WHAT YOU HAVE TO DO
Search the records that follow and extract every line containing the string "Where".

>>

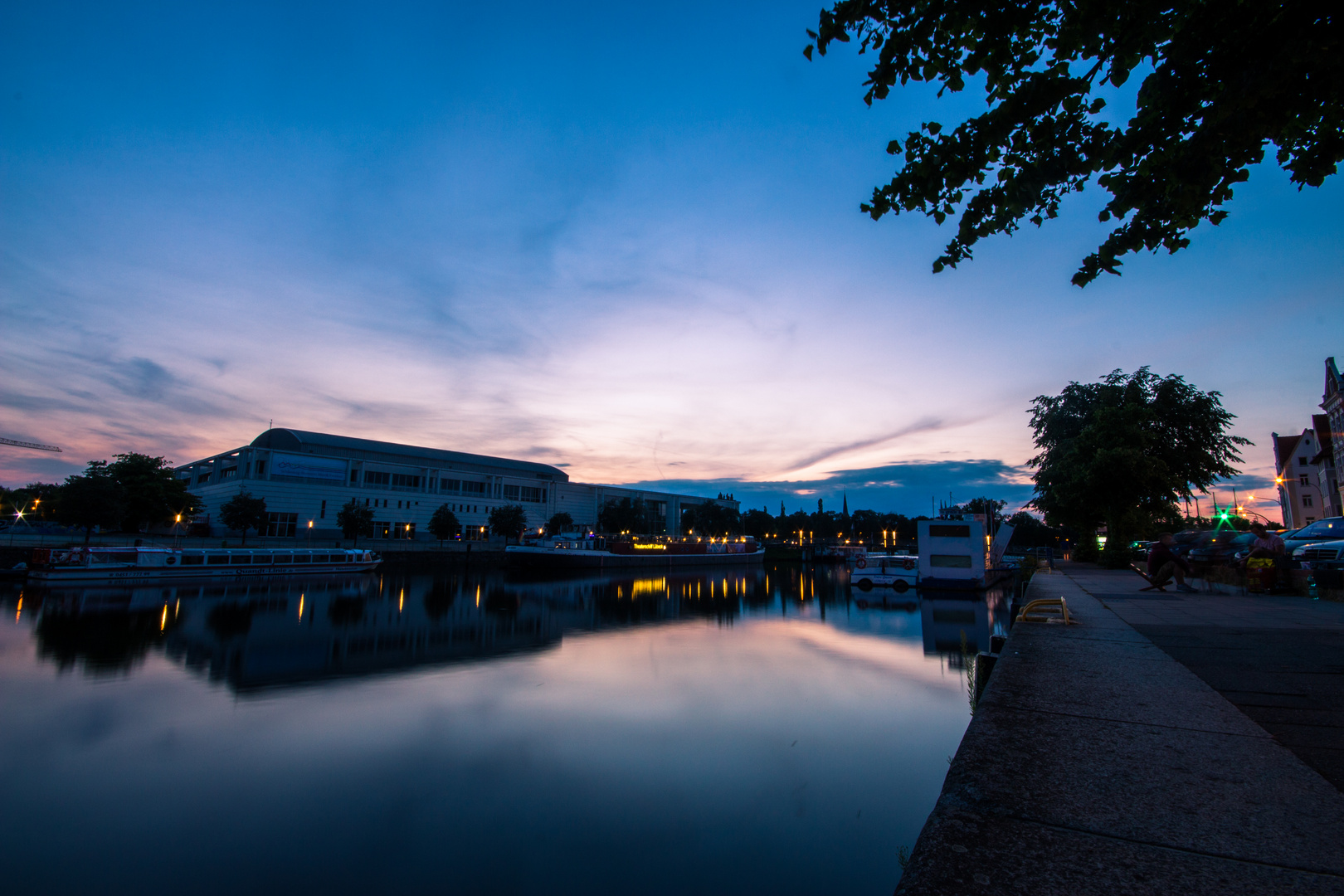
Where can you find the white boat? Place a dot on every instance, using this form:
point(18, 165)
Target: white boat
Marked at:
point(100, 563)
point(899, 571)
point(570, 551)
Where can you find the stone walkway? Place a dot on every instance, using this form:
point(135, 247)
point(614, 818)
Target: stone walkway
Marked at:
point(1097, 763)
point(1280, 660)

<<

OUTPUT OF THE TASK
Where can you find the white boat? Place a dot on every instance, using this form:
Where can you find the stone walkway? Place a dot on every instance, using this form:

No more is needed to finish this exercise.